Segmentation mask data
------------------------------------------------
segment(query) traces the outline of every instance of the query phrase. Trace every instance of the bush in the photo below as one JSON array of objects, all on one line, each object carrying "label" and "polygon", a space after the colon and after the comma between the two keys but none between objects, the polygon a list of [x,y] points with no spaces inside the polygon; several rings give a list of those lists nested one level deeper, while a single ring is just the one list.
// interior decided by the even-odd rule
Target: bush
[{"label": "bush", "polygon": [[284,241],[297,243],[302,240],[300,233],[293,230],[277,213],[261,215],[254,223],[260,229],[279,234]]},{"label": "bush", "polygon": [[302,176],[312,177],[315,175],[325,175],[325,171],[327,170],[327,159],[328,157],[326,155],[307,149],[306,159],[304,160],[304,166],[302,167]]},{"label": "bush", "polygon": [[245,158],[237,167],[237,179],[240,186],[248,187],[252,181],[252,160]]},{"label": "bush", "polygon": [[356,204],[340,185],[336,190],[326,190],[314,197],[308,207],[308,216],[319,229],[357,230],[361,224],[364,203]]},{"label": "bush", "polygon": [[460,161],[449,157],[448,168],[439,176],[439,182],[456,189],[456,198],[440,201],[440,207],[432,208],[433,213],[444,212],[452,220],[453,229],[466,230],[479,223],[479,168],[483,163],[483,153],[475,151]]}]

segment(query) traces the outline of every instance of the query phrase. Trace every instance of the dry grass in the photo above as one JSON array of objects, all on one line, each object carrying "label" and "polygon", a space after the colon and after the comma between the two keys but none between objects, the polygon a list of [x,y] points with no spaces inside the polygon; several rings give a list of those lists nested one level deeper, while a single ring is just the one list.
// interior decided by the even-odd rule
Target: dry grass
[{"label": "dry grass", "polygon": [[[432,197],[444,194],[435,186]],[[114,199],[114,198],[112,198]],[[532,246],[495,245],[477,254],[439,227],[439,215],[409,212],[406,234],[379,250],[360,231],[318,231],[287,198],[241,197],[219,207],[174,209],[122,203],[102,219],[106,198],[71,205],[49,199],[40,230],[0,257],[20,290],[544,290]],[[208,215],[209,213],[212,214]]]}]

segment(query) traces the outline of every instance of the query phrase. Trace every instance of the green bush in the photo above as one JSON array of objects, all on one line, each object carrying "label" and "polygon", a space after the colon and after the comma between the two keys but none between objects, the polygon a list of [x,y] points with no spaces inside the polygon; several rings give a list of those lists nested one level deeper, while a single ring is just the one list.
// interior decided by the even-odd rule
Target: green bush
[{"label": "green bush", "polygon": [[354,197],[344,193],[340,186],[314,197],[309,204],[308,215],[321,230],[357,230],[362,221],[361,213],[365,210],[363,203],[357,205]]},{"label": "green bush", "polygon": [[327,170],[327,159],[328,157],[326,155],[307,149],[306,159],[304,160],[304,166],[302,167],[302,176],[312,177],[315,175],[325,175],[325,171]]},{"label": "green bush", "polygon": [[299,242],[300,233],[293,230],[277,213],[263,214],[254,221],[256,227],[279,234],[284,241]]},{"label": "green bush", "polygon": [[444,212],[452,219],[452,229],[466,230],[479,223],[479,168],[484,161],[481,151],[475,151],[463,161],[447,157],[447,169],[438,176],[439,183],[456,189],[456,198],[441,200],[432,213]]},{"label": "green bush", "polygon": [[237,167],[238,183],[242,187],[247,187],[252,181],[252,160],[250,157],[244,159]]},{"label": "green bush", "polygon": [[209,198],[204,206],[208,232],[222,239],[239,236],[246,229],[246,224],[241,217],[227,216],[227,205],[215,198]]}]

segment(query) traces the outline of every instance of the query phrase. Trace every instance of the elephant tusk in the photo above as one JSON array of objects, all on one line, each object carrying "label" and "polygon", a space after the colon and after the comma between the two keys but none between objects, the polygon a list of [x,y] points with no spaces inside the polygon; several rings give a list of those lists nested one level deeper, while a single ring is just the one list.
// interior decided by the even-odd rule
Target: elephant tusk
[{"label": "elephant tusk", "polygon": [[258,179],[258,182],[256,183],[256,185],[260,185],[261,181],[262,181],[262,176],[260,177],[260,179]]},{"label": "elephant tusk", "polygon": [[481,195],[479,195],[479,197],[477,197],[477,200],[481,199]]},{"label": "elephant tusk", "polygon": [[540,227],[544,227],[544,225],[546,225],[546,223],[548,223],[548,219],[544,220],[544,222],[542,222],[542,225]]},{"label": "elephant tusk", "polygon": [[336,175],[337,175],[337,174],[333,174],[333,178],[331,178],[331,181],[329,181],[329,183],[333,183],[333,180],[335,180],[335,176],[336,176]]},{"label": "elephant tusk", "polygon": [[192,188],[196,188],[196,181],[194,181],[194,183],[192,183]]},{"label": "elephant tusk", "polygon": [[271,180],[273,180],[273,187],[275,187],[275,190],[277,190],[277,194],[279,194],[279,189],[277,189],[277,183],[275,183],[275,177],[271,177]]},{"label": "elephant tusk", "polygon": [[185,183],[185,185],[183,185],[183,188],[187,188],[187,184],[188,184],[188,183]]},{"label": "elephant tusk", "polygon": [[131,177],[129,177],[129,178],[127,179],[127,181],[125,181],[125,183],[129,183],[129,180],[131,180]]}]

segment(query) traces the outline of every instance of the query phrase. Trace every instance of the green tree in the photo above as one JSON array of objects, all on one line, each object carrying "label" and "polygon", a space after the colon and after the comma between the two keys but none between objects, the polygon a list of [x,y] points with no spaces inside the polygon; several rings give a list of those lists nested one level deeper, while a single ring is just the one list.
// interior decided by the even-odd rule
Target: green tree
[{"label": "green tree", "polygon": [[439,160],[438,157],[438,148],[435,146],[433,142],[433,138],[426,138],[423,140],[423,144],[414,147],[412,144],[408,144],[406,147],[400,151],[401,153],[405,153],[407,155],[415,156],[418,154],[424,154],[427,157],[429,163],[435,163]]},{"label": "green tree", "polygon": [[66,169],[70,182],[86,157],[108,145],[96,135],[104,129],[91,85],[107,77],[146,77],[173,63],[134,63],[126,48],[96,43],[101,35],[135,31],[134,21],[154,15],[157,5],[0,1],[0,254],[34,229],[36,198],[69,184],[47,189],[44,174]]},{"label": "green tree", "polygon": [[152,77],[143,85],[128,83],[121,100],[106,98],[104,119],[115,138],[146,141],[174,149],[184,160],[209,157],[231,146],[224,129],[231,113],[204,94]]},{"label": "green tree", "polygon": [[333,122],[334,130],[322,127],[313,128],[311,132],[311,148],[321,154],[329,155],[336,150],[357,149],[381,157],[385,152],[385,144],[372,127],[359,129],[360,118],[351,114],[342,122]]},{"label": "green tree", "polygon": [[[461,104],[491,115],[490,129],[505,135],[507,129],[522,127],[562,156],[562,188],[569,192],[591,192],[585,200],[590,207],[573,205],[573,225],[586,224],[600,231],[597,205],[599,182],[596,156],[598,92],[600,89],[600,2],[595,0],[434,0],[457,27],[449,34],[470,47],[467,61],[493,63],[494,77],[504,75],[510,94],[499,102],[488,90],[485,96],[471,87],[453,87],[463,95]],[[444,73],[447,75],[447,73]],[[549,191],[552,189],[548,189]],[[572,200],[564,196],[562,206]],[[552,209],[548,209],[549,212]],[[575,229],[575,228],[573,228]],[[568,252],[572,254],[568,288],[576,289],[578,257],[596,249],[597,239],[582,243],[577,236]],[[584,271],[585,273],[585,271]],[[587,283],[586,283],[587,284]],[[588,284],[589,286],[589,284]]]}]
------------------------------------------------
■ **Problem**: Print the data word for word.

■ **Finished exercise**:
segment(query) traces the outline of every instance of the query phrase. Trace every instance of the bush in the photo below as one JSON array of objects, all on one line, each object carrying "label" and "polygon", a space after the colon and after the comma between the two keys but none between objects, the polygon a list of [x,y] points with no spaces inside the polygon; several rings give a list of those lists nested one level deeper, while a single ring is just the one list.
// interior decided by the even-odd rule
Target: bush
[{"label": "bush", "polygon": [[284,241],[297,243],[302,240],[300,233],[293,230],[277,213],[261,215],[254,223],[260,229],[279,234]]},{"label": "bush", "polygon": [[302,176],[312,177],[315,175],[325,175],[325,171],[327,170],[327,159],[328,157],[326,155],[307,149],[306,159],[304,160],[304,166],[302,167]]},{"label": "bush", "polygon": [[245,158],[237,167],[237,179],[240,186],[248,187],[252,181],[252,160]]},{"label": "bush", "polygon": [[356,204],[340,185],[336,190],[326,190],[314,197],[308,207],[308,216],[319,229],[357,230],[361,224],[364,203]]},{"label": "bush", "polygon": [[460,161],[449,157],[448,168],[439,176],[439,182],[456,189],[456,198],[440,201],[440,207],[432,208],[433,213],[444,212],[452,220],[453,229],[466,230],[479,223],[479,168],[483,163],[483,153],[475,151]]}]

segment(query) traces the outline of every instance of the query phrase. Trace every instance of the dry grass in the photo above as one JSON array of objects, all on one line, each object carrying "label" and "polygon", a space after the colon and after the comma between the two keys but none between objects, the polygon a list of [x,y] points with no spaces inside the polygon; several rings give a list of those lists nested one level deeper, while a single ring is just the one list.
// interior decided by the even-odd rule
Target: dry grass
[{"label": "dry grass", "polygon": [[[432,197],[444,194],[435,186]],[[114,199],[114,198],[112,198]],[[532,246],[495,245],[477,254],[439,227],[439,215],[409,212],[406,234],[379,250],[360,231],[318,231],[287,198],[241,197],[219,207],[174,209],[122,203],[102,219],[106,198],[71,205],[49,199],[40,230],[0,257],[20,290],[544,290]],[[208,215],[209,213],[212,214]]]}]

segment(query) traces the outline of every instance of the query phrase. Trace every instance of the green bush in the photo above as one JSON array of objects, all on one line, each object carrying "label" and "polygon", a space after the colon and after the comma between the two keys but none between objects, the polygon a list of [x,y] points with no spaces inside the polygon; several rings give a list of those lists nested one level deeper, while a single ring is just the one list.
// interior decided by the even-odd rule
Target: green bush
[{"label": "green bush", "polygon": [[354,197],[344,193],[340,186],[314,197],[309,204],[308,215],[321,230],[357,230],[362,221],[361,213],[365,210],[363,203],[357,205]]},{"label": "green bush", "polygon": [[327,170],[327,159],[328,157],[326,155],[307,149],[306,159],[304,160],[304,166],[302,167],[302,176],[312,177],[315,175],[325,175],[325,171]]},{"label": "green bush", "polygon": [[299,242],[300,233],[293,230],[277,213],[263,214],[254,221],[256,227],[279,234],[284,241]]},{"label": "green bush", "polygon": [[444,212],[452,219],[452,229],[466,230],[479,223],[479,168],[484,161],[481,151],[475,151],[463,161],[447,157],[447,169],[438,176],[439,183],[456,189],[456,198],[441,200],[432,213]]},{"label": "green bush", "polygon": [[237,167],[238,183],[242,187],[247,187],[252,181],[252,160],[250,157],[244,159]]},{"label": "green bush", "polygon": [[209,198],[204,206],[208,232],[222,239],[239,236],[246,229],[246,224],[241,217],[227,216],[227,205],[215,198]]}]

segment(query) traces the outline of every instance of the query phrase. Trace every instance of the elephant tusk in the photo above as one JSON array of objects, all on one line, each object carrying "label" and "polygon", a space after the colon and after the comma between the two keys but none between objects, the polygon a list of [x,y] points with no spaces inside the polygon; several rings give a list of those lists nested one level deeper, while a single ring is just the one list.
// interior decided by the even-odd rule
Target: elephant tusk
[{"label": "elephant tusk", "polygon": [[258,179],[258,182],[256,183],[256,185],[260,185],[261,181],[262,181],[262,176],[260,177],[260,179]]},{"label": "elephant tusk", "polygon": [[481,195],[479,195],[479,197],[477,197],[477,200],[481,199]]},{"label": "elephant tusk", "polygon": [[540,227],[544,227],[544,225],[546,225],[546,223],[548,223],[548,219],[544,220],[544,222],[542,222],[542,225]]},{"label": "elephant tusk", "polygon": [[336,175],[337,175],[337,174],[333,174],[333,178],[331,178],[331,181],[329,181],[329,183],[333,183],[333,180],[335,180],[335,176],[336,176]]},{"label": "elephant tusk", "polygon": [[192,188],[196,188],[196,181],[194,181],[194,183],[192,183]]},{"label": "elephant tusk", "polygon": [[271,180],[273,180],[273,187],[275,187],[275,190],[277,190],[277,194],[279,194],[279,189],[277,189],[277,183],[275,183],[275,177],[271,177]]},{"label": "elephant tusk", "polygon": [[185,183],[185,185],[183,185],[183,188],[187,188],[187,184],[188,184],[188,183]]},{"label": "elephant tusk", "polygon": [[131,177],[129,177],[129,178],[127,179],[127,181],[125,181],[125,183],[129,183],[129,180],[131,180]]}]

segment(query) traces the outline of every instance of the query phrase. Trace every instance of the green tree in the photo above as one JSON array of objects, all on one line, each object carrying "label" and "polygon", a space after the colon and after the comma between the two keys but none between objects, the polygon a list of [x,y] points with no spaces inside the polygon; several rings give a list of those lists nested one level deeper, while a single ring is just the one list.
// interior decided by the even-odd rule
Target: green tree
[{"label": "green tree", "polygon": [[439,160],[438,157],[438,148],[435,146],[433,142],[433,138],[426,138],[423,140],[423,144],[414,147],[412,144],[408,144],[406,147],[400,151],[401,153],[405,153],[407,155],[415,156],[418,154],[424,154],[427,157],[429,163],[435,163]]},{"label": "green tree", "polygon": [[66,169],[70,182],[86,157],[108,145],[96,135],[104,129],[91,85],[107,77],[146,77],[173,63],[134,63],[126,48],[96,43],[101,35],[135,31],[134,21],[154,15],[157,5],[0,1],[0,254],[34,229],[36,198],[69,184],[47,189],[44,174]]},{"label": "green tree", "polygon": [[152,77],[143,85],[128,83],[121,100],[106,98],[104,119],[115,138],[146,141],[174,149],[184,160],[209,157],[231,146],[224,129],[231,113],[204,94]]},{"label": "green tree", "polygon": [[333,122],[334,130],[322,127],[313,128],[311,132],[311,148],[321,154],[329,155],[336,150],[357,149],[381,157],[385,152],[385,144],[372,127],[359,129],[360,118],[351,114],[342,122]]},{"label": "green tree", "polygon": [[[461,104],[491,115],[490,129],[505,135],[507,129],[522,127],[562,156],[562,188],[569,192],[591,192],[585,200],[590,207],[573,205],[573,225],[586,224],[600,231],[597,205],[599,182],[596,156],[598,92],[600,89],[600,2],[595,0],[434,0],[457,27],[449,34],[470,47],[467,61],[493,63],[494,77],[504,75],[510,94],[499,102],[488,90],[485,96],[471,87],[453,87],[463,95]],[[444,73],[447,75],[447,73]],[[549,191],[552,189],[548,189]],[[572,200],[564,196],[562,206]],[[552,209],[548,209],[549,212]],[[575,229],[575,228],[573,228]],[[568,252],[572,254],[568,288],[576,289],[578,257],[596,249],[597,239],[582,243],[577,236]],[[584,271],[585,273],[585,271]],[[587,283],[586,283],[587,284]],[[588,284],[589,286],[589,284]]]}]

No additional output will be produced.